What to work on
Starting at the line that contains "Label: gray wall", output each line through the end of the data exactly, and nothing more.

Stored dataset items

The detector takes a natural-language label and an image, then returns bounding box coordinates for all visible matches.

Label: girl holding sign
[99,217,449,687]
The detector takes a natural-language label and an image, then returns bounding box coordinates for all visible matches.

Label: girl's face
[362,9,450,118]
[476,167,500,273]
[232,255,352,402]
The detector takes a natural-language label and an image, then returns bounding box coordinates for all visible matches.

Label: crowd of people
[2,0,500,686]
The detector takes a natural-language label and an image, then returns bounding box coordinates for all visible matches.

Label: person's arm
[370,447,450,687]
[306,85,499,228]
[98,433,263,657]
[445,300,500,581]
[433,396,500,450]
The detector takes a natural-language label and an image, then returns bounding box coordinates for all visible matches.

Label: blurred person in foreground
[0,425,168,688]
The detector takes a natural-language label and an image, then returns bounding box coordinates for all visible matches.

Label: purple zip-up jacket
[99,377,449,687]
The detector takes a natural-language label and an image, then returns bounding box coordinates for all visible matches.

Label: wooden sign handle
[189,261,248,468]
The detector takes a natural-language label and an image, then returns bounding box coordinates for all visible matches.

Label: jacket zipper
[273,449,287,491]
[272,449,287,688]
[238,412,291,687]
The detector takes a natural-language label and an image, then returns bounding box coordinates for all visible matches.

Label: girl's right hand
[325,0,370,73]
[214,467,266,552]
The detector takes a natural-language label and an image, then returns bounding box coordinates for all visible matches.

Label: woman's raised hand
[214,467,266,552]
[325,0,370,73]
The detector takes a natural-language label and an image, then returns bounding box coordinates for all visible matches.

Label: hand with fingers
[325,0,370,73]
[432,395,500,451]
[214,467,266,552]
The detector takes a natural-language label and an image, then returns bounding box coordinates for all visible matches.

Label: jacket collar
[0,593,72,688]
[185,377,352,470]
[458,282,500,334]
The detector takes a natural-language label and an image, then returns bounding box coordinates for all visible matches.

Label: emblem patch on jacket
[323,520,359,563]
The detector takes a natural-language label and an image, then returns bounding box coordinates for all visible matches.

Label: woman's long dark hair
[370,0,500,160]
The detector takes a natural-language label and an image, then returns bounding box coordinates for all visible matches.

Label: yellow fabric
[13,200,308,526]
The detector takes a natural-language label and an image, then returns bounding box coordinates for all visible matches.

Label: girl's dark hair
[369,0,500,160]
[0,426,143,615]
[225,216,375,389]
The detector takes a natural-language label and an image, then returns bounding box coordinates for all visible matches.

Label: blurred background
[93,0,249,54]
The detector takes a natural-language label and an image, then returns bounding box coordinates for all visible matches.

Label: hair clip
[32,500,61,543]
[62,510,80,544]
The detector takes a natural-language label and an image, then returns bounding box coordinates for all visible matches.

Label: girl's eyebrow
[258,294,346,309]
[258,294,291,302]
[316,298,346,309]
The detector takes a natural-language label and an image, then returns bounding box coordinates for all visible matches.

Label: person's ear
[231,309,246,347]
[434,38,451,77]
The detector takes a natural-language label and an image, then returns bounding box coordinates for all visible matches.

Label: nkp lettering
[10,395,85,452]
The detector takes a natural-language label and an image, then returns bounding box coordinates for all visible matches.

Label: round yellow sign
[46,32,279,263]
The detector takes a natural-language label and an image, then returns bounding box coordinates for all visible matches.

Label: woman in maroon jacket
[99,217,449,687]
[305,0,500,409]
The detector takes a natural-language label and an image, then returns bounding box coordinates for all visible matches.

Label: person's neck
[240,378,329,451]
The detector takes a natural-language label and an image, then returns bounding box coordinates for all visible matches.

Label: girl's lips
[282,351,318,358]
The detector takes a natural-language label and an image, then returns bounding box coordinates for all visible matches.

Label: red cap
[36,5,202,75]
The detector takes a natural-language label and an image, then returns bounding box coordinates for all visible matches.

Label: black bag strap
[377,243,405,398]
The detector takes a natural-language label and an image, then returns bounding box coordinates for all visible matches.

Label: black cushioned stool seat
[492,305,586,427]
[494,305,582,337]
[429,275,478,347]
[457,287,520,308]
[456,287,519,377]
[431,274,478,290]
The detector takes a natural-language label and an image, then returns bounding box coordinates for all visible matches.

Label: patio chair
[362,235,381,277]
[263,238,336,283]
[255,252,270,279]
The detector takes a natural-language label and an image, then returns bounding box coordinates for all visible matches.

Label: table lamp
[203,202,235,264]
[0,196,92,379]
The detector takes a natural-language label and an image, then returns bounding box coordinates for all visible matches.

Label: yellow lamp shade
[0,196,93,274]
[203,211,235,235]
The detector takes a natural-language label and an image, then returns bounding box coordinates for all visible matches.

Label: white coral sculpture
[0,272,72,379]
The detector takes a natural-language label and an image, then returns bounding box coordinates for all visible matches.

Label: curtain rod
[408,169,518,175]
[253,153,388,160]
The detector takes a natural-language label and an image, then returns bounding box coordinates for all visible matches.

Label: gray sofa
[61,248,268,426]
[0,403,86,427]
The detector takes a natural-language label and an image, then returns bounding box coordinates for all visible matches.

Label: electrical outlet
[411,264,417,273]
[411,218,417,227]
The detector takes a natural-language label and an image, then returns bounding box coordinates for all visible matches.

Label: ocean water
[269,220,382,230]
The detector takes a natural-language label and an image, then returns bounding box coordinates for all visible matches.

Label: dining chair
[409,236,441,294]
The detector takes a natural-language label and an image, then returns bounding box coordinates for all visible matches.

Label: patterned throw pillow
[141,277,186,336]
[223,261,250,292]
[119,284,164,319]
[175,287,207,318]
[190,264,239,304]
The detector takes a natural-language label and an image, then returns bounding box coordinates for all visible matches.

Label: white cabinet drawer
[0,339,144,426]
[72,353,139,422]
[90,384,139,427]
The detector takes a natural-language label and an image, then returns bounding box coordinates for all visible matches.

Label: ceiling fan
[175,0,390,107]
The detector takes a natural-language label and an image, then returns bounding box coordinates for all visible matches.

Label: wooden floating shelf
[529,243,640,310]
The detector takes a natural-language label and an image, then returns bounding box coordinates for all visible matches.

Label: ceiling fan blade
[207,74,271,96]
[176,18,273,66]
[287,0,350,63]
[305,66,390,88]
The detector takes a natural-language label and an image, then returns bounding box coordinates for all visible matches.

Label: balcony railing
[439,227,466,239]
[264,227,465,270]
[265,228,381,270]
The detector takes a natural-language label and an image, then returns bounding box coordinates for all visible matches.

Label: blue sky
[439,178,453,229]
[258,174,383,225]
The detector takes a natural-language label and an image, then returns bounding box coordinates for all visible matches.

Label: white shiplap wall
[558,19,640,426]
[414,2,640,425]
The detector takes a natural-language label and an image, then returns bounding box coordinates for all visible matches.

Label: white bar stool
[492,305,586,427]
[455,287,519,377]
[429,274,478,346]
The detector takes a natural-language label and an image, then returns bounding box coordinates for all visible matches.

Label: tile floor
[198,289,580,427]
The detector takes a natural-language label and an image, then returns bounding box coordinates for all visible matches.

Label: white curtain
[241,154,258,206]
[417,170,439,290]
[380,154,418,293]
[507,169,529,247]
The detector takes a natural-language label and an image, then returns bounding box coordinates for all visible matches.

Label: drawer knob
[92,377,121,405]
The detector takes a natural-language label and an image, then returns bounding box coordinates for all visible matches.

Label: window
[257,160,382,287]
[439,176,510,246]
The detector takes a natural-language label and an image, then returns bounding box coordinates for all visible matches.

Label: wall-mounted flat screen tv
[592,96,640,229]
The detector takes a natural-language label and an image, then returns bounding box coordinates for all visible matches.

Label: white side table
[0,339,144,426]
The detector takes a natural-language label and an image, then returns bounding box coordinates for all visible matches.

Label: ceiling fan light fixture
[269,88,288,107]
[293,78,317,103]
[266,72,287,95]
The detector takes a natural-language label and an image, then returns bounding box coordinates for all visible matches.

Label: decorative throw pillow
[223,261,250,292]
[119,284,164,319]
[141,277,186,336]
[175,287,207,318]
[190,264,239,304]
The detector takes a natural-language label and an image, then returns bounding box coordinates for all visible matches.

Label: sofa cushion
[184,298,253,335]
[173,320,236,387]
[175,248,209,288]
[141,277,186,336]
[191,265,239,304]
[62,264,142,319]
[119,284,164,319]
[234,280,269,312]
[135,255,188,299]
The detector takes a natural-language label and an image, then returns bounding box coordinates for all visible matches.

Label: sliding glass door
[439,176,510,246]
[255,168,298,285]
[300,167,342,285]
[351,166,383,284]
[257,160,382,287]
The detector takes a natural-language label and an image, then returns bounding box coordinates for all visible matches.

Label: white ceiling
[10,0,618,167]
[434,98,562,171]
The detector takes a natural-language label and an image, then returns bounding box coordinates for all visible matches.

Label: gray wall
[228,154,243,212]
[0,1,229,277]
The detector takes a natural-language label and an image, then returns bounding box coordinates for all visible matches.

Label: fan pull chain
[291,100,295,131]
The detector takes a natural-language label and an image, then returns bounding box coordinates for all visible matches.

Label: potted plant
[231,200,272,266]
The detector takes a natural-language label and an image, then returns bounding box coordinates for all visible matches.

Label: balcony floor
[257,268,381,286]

Response to this task
Label: gray wall
[228,154,243,212]
[0,1,229,277]
The detector takes a natural-language label and an image, then returns bounding box coordinates for all visible matches.

Label: fan pull chain
[291,100,295,131]
The detector takes a natural-language label and an image, then returns bounding box coordinates for all visible matches.

Label: potted plant
[231,200,272,266]
The detector takes a natural-language label and an image, then returns bounding box coordinates for all visible matches.

Label: balcony floor
[257,268,381,286]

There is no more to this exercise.